START EXERCISE DATA
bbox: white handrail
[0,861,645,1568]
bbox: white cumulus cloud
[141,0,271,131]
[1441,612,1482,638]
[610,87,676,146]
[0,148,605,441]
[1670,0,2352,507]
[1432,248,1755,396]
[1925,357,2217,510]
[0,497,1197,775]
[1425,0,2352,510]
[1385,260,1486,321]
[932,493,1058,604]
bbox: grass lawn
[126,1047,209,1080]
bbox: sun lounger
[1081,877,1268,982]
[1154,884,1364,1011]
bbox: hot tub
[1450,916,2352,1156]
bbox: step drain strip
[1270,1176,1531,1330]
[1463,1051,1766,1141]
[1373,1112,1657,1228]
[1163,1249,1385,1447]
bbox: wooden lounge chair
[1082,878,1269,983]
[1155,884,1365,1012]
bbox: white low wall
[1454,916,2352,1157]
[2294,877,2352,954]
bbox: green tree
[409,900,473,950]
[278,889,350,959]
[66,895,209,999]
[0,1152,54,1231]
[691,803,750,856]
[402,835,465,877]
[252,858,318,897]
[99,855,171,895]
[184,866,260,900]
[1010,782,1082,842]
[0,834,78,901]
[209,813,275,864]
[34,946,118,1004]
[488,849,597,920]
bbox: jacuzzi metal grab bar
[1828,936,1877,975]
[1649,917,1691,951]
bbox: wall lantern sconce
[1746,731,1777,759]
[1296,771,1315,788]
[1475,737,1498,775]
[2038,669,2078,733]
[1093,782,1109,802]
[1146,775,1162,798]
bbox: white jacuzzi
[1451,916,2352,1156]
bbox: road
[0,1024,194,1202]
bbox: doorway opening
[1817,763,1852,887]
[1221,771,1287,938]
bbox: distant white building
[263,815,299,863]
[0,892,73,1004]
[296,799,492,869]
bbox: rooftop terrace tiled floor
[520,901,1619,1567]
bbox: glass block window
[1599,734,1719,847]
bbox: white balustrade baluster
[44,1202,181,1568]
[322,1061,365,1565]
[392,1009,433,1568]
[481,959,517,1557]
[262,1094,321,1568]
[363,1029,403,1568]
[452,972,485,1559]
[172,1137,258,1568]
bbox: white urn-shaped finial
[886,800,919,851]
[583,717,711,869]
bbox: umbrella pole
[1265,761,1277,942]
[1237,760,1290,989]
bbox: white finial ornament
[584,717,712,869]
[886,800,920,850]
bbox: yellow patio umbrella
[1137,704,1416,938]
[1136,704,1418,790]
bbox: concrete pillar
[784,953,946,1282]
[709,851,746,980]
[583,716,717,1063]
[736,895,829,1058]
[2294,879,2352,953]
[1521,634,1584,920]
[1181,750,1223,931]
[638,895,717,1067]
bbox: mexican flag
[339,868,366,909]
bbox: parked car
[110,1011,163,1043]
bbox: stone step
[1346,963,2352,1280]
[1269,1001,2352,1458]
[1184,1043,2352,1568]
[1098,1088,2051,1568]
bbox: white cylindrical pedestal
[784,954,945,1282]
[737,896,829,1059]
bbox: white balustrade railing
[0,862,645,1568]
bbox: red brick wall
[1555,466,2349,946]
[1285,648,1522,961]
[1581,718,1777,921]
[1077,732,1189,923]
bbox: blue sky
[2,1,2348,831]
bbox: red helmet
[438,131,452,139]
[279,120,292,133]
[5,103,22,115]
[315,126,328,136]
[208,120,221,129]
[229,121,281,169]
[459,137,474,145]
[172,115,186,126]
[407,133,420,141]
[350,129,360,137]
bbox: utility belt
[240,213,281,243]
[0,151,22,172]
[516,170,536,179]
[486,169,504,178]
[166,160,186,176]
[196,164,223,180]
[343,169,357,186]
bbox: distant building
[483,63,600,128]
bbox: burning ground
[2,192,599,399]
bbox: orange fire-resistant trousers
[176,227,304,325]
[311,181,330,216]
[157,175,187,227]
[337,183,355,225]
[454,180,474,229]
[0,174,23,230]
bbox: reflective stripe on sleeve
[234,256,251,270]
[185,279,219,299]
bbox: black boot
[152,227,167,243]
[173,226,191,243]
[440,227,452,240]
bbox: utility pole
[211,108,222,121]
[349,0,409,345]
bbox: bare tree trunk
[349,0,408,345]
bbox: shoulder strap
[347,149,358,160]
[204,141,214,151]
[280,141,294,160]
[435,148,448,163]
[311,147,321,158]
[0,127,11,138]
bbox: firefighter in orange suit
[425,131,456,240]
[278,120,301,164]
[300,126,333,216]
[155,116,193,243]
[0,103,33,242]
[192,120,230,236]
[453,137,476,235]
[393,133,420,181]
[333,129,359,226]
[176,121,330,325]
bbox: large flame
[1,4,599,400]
END EXERCISE DATA
> **TRY IT**
All of the records above should be given again exactly as written.

> **ANSWER TO THE PROBLEM**
bbox: white handrail
[0,861,645,1568]
bbox: white cumulus cloud
[141,0,271,131]
[1441,612,1482,638]
[610,87,676,146]
[0,148,605,441]
[1670,0,2352,507]
[1432,248,1755,396]
[1925,357,2217,510]
[0,497,1197,775]
[1425,0,2352,510]
[1385,260,1486,321]
[932,493,1058,604]
bbox: grass lawn
[126,1047,209,1080]
bbox: sun lounger
[1081,877,1268,982]
[1154,884,1364,1011]
bbox: hot tub
[1450,916,2352,1156]
bbox: step drain strip
[1270,1176,1531,1330]
[1463,1051,1766,1141]
[1373,1112,1657,1228]
[1163,1249,1385,1447]
bbox: wooden lounge chair
[1082,878,1269,983]
[1155,884,1365,1012]
bbox: white low wall
[1454,916,2352,1157]
[2294,877,2352,954]
bbox: green tree
[409,900,473,950]
[278,889,350,959]
[66,895,209,999]
[0,1152,54,1231]
[691,803,750,856]
[402,835,465,877]
[252,858,318,897]
[99,855,171,895]
[184,866,260,900]
[1010,782,1082,842]
[0,834,78,901]
[209,813,275,864]
[34,946,118,1004]
[488,849,597,920]
bbox: jacuzzi metal grab bar
[1828,936,1877,975]
[1649,917,1691,951]
bbox: wall lantern sconce
[1746,731,1777,759]
[1296,771,1315,788]
[1475,737,1498,775]
[2038,669,2078,733]
[1093,782,1109,802]
[1146,775,1162,798]
bbox: white jacuzzi
[1451,916,2352,1156]
bbox: road
[0,1024,194,1202]
bbox: doorway opening
[1817,763,1852,887]
[1221,771,1287,938]
bbox: distant white building
[263,815,299,863]
[0,892,73,1004]
[296,799,492,869]
bbox: rooftop terrace tiled floor
[520,901,1619,1567]
bbox: glass block window
[1599,734,1719,847]
bbox: white balustrade baluster
[44,1202,181,1568]
[322,1061,365,1565]
[392,1009,433,1568]
[481,959,517,1557]
[262,1094,321,1568]
[363,1029,403,1568]
[452,972,485,1559]
[172,1137,258,1568]
bbox: white urn-shaped finial
[886,800,919,851]
[583,717,711,869]
bbox: umbrella pole
[1265,761,1277,942]
[1237,760,1290,989]
bbox: white finial ornament
[584,717,712,869]
[886,800,920,850]
bbox: yellow patio umbrella
[1137,704,1416,938]
[1136,704,1418,790]
bbox: concrete pillar
[784,953,946,1282]
[709,851,746,980]
[583,716,717,1063]
[736,895,829,1058]
[2294,879,2352,953]
[1521,634,1584,920]
[1181,750,1223,931]
[638,895,717,1067]
bbox: mexican flag
[339,868,366,909]
bbox: parked car
[110,1011,163,1043]
bbox: stone step
[1346,963,2352,1280]
[1269,1001,2352,1458]
[1184,1043,2352,1568]
[1098,1088,2051,1568]
bbox: white cylindrical pedestal
[784,954,945,1282]
[737,896,829,1059]
bbox: white balustrade railing
[0,862,645,1568]
bbox: red brick wall
[1555,466,2349,946]
[1285,648,1522,961]
[1581,718,1777,921]
[1077,732,1189,923]
bbox: blue sky
[2,1,2348,831]
bbox: red helmet
[438,131,452,139]
[279,120,292,133]
[5,103,22,115]
[315,126,328,136]
[208,120,221,129]
[229,121,281,169]
[459,137,474,145]
[172,115,186,126]
[407,133,420,141]
[350,129,360,137]
bbox: utility belt
[240,213,281,243]
[0,151,22,172]
[516,170,536,179]
[486,169,504,178]
[166,160,186,176]
[196,164,223,180]
[343,169,357,186]
bbox: distant building
[483,63,600,128]
bbox: burning ground
[2,192,599,399]
bbox: orange fire-resistant trousers
[176,227,304,325]
[311,181,330,216]
[157,175,187,227]
[337,183,355,225]
[454,180,474,229]
[0,174,23,230]
bbox: reflective stripe on sleeve
[234,256,251,270]
[185,279,219,299]
bbox: black boot
[152,227,167,243]
[173,226,191,243]
[440,227,452,240]
bbox: utility pole
[211,108,222,121]
[349,0,409,345]
bbox: bare tree trunk
[349,0,408,345]
bbox: shoulder strap
[347,149,358,160]
[204,141,214,151]
[280,141,294,160]
[435,148,448,163]
[311,147,321,158]
[0,127,11,138]
bbox: firefighter in orange suit
[425,131,456,240]
[278,120,301,164]
[300,126,333,216]
[155,116,193,243]
[0,103,33,242]
[192,120,230,236]
[453,137,476,235]
[393,133,420,181]
[333,129,359,226]
[176,121,330,325]
bbox: large flame
[1,4,599,400]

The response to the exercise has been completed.